• PAGE TEXT:
Analysts at Huatai Futures have pinned the recent price spike on improving steelmaking margins increasing the demand for iron ore.

Meanwhile, research from Citi suggests the price slide since the start of the year is a function of China’s volatile housing market coupled with the Middle Kingdom importing more iron ore from “non-traditional” sources, namely Russia, Ukraine, Canada and India.

Pressure could persist in the longer-term as China also discreetly pours billions into West African developments to further wean itself off Australia’s production. This is a move Macquarie told clients last month could push the steelmaking mineral below $US80/t in the medium term, even before the bulk of West African supply comes online towards the end of the decade.

A weaker price will put a manageable dent in iron ore giants BHP, Rio Tinto, and Fortescue — who all run low-cost operations thanks to economies of scale — while at the junior end of town it could mean the difference between life or death.

Last week, The West Australian revealed that iron ore lingering beneath the $US100/t threshold for a few months would likely lead to the closure of the Wiluna West project, which employs nearly 200 people in the State’s Mid West.

Yuzheng Xie’s Gold Valley bought the project for $30 million plus a $2 per dry metric tonne royalty in late December when the spot price was closing in on $US150/t.

But another Perth-based businessman hailing from China could be left on the hook by his motherland casting its eye for iron ore elsewhere.

In early January, Chuanshui (Frank) Yin’s Miracle Iron Holdings signed a deal to grab the 85 per cent stake that Mark Creasy’s CZR Resources held in the Robe Mesa project for $102m.

It came just a week after Miracle inked an agreement with Strike Resources to snap up the Paulsen’s East iron ore development — which like Robe Mesa is located in the Pilbara — for $20.5m.

Robe Mesa is still in development while the currently shuttered Paulsens East is a marginal operation even during the best of times.

• RAW DATA:

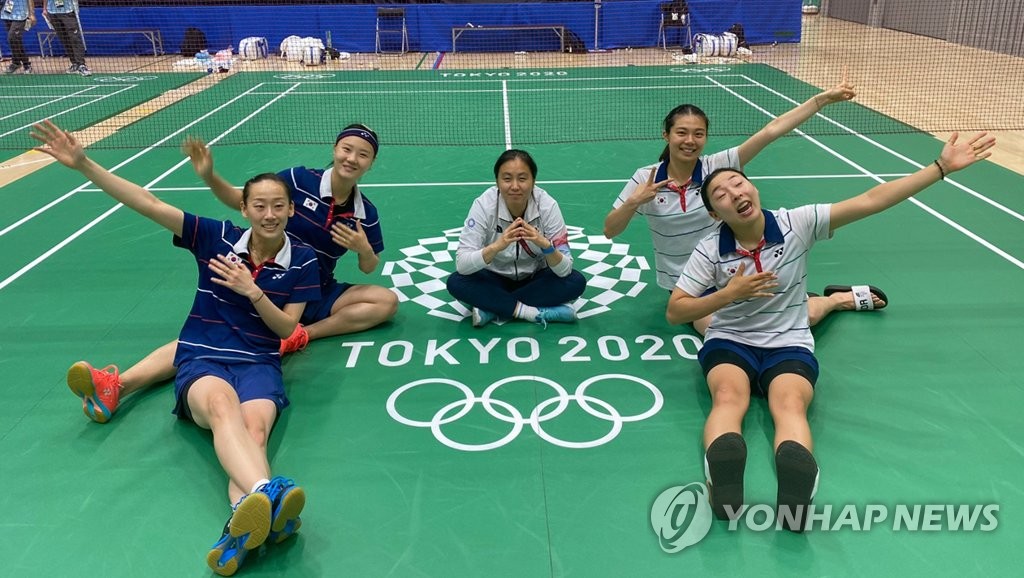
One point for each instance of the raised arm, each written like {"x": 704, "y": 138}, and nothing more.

• TASKS TO CARRY OUT:
**1.** From the iron ore article, list the countries named as China's "non-traditional" sources of iron ore.
**2.** Answer from the iron ore article:
(a) How many people does the Wiluna West project employ?
(b) How much did Miracle Iron Holdings agree to pay for CZR Resources' stake in Robe Mesa?
(c) Below what price did Macquarie say iron ore could fall in the medium term?
**3.** Continue the iron ore article from its last sentence.

• ANSWERS BY TASK:
**1.** Russia, Ukraine, Canada, India

**2.**
(a) Nearly 200 people.
(b) $102m.
(c) Below $US80/t.

**3.**
About 66,000 tonnes of high-grade lump iron ore was shipped from Paulsens East to Hong Kong in August 2022, but less than a week after the maiden shipment exports were suspended while prices were on a downward trend, but still above $US100/t.

There are others that will also be keeping a close eye on the current price instability with bated breath.

Mt Gibson Iron is the biggest of the bunch via its ageing Koolan Island mine, which has underpinned a feast-or-famine existence for a number of years.

For the most recent half-year Mt Gibson delivered a bottom-line windfall of $138.7m, after eking out a $7.4m profit in the prior corresponding period, and crashing to a $65.6m loss for the first half of the 2022 financial year.

Mt Gibson offloaded its high-cost Shine operation in the Mid West in June last year to the John Welborn-helmed Fenix Resources.

Last month, Fenix signed a $70m iron ore haulage and logistics contract with Gold Valley to transport product from Wiluna West to port.

During a busy March the miner also shipped first ore from the Twin Peaks operation, which like Shine and its flagship Iron Ridge mine is in the Mid West.

Fenix has some breathing room with about 50,000t of production a month hedged until the end of June at a fixed price of about $US170/t.

The miner likes to spruik its logistics arm but, like its iron ore peers, over the longer-term Fenix will be starkly exposed to the whims of evolving Chinese demand.